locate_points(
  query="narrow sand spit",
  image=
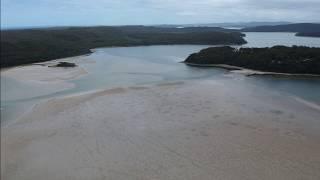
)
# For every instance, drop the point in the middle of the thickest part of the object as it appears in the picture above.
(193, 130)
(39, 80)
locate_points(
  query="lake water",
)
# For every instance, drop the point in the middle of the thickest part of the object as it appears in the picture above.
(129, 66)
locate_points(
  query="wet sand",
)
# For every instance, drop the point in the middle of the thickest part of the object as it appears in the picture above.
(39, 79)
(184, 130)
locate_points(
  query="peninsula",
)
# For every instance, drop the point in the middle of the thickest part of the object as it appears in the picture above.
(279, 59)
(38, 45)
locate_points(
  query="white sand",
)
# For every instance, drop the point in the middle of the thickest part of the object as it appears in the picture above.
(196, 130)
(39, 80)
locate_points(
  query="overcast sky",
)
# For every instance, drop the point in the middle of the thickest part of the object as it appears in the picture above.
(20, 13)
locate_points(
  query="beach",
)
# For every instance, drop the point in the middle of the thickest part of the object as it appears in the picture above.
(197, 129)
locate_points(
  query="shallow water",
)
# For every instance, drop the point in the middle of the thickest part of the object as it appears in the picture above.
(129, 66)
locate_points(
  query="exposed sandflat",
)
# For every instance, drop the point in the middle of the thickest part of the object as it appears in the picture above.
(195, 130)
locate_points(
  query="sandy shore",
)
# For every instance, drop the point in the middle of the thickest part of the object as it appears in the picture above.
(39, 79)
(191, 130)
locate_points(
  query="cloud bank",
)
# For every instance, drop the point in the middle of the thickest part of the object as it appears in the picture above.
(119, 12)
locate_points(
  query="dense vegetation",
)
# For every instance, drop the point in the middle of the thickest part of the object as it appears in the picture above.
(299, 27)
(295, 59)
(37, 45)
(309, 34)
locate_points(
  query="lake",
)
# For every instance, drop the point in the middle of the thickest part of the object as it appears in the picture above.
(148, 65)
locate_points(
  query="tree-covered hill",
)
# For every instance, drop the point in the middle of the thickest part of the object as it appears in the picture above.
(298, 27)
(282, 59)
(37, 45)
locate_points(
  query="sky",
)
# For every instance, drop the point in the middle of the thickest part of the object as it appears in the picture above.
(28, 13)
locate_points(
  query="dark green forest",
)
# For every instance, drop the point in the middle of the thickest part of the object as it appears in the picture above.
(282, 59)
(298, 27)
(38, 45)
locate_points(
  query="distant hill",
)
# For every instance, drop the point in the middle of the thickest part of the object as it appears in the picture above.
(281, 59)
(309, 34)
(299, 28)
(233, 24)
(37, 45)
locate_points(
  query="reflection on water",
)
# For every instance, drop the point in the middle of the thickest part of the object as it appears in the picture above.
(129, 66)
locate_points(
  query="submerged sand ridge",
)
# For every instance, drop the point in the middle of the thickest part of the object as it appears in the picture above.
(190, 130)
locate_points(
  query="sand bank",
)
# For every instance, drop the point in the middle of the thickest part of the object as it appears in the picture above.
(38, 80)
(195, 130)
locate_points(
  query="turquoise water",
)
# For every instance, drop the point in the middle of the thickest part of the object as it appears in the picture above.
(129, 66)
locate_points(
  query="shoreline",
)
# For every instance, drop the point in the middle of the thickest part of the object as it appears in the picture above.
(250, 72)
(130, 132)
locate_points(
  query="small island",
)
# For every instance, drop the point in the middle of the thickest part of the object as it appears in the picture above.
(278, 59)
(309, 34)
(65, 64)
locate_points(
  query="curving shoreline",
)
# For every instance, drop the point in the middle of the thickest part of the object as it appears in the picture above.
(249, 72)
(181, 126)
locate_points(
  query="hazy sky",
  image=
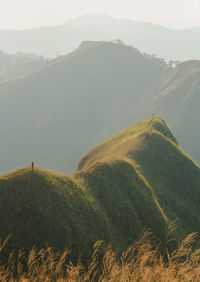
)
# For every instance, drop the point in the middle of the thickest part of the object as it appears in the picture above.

...

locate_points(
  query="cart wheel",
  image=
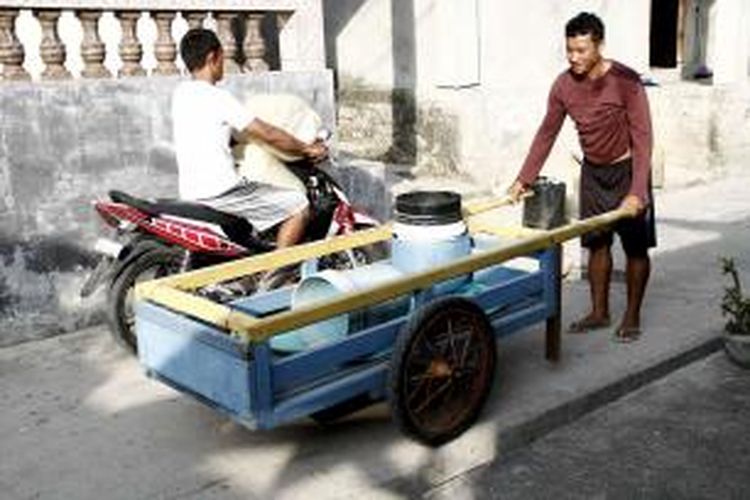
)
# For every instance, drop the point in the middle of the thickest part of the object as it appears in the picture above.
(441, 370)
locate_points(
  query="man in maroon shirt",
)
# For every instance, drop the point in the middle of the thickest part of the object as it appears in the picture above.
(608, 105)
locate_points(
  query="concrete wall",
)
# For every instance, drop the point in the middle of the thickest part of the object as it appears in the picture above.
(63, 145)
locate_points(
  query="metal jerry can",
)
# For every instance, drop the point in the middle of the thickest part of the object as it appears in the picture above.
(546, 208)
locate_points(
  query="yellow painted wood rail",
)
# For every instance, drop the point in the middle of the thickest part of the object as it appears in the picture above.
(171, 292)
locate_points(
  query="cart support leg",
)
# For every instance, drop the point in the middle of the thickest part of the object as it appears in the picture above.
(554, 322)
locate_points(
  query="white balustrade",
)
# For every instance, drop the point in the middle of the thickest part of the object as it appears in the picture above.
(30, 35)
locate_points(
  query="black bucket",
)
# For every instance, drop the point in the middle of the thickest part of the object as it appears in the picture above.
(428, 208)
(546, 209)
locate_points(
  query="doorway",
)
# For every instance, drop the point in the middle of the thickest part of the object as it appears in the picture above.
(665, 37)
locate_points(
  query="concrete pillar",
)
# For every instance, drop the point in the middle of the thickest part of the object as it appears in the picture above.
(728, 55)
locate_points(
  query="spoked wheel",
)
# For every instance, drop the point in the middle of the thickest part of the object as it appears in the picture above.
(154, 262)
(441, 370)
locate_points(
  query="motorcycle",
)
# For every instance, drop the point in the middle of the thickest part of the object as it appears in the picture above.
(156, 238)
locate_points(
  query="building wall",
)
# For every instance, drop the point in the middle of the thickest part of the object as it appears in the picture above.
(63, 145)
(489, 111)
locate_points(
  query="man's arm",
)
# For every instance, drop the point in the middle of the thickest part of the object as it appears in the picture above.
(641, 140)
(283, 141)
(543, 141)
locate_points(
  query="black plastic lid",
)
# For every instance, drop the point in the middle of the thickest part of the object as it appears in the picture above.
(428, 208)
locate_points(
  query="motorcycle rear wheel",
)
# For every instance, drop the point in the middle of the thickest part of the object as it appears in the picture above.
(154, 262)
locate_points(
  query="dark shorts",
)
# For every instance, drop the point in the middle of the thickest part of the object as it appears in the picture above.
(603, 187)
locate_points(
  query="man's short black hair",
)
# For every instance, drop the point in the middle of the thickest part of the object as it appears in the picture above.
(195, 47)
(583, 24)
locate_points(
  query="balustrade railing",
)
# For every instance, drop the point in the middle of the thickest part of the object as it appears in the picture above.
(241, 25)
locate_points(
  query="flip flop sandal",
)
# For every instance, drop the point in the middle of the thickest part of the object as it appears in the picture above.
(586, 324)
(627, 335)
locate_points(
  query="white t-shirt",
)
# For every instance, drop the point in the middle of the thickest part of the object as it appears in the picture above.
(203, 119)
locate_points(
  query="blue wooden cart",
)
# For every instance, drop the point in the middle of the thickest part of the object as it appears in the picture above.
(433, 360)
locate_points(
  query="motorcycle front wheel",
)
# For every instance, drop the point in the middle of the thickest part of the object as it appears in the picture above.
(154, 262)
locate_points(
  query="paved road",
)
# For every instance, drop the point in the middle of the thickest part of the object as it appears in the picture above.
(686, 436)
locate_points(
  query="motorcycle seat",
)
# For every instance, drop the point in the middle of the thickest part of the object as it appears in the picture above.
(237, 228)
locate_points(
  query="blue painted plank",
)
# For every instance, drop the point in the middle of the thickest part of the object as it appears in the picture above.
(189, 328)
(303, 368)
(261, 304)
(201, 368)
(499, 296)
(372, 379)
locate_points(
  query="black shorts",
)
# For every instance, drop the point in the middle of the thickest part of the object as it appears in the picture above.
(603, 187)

--

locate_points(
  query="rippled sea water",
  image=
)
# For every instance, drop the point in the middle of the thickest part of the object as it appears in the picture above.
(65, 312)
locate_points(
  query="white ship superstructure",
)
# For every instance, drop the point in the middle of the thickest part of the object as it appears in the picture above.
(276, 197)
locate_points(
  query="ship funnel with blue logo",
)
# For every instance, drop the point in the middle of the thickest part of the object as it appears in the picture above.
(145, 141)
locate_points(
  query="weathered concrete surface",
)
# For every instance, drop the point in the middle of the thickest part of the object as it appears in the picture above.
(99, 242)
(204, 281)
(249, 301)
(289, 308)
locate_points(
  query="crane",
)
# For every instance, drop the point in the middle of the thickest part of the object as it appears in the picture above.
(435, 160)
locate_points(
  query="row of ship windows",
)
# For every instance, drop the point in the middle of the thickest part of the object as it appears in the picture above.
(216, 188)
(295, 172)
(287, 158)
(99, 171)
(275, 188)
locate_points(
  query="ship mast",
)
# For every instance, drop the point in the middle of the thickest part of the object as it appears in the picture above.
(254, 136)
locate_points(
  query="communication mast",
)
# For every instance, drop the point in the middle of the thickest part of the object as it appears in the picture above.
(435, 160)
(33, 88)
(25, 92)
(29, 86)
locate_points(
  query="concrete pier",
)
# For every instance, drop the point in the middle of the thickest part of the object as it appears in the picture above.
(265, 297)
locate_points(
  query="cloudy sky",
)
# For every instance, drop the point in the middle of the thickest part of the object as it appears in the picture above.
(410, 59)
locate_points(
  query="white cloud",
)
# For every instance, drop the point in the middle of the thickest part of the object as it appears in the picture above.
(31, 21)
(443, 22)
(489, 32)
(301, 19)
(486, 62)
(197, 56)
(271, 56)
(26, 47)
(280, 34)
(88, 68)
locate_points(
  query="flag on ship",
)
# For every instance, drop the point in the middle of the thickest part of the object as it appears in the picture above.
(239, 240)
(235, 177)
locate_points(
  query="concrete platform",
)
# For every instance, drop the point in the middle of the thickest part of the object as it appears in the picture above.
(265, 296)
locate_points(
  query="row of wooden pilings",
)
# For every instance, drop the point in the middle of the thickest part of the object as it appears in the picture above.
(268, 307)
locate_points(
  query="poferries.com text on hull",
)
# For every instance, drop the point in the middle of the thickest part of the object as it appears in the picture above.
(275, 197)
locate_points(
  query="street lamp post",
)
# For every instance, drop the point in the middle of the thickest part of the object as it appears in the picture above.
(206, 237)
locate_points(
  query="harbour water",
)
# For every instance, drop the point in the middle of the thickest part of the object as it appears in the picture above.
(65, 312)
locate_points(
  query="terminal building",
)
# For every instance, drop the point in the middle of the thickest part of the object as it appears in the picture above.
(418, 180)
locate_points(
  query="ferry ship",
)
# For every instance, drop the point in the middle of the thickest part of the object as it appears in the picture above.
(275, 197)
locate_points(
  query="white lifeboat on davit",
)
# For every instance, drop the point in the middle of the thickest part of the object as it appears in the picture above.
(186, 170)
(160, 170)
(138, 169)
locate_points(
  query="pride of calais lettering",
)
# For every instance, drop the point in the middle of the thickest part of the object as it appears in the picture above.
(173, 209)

• **What is needed**: How many lines in the data above contain the word "wooden"? Give only the number.

• **Response to this exercise**: 2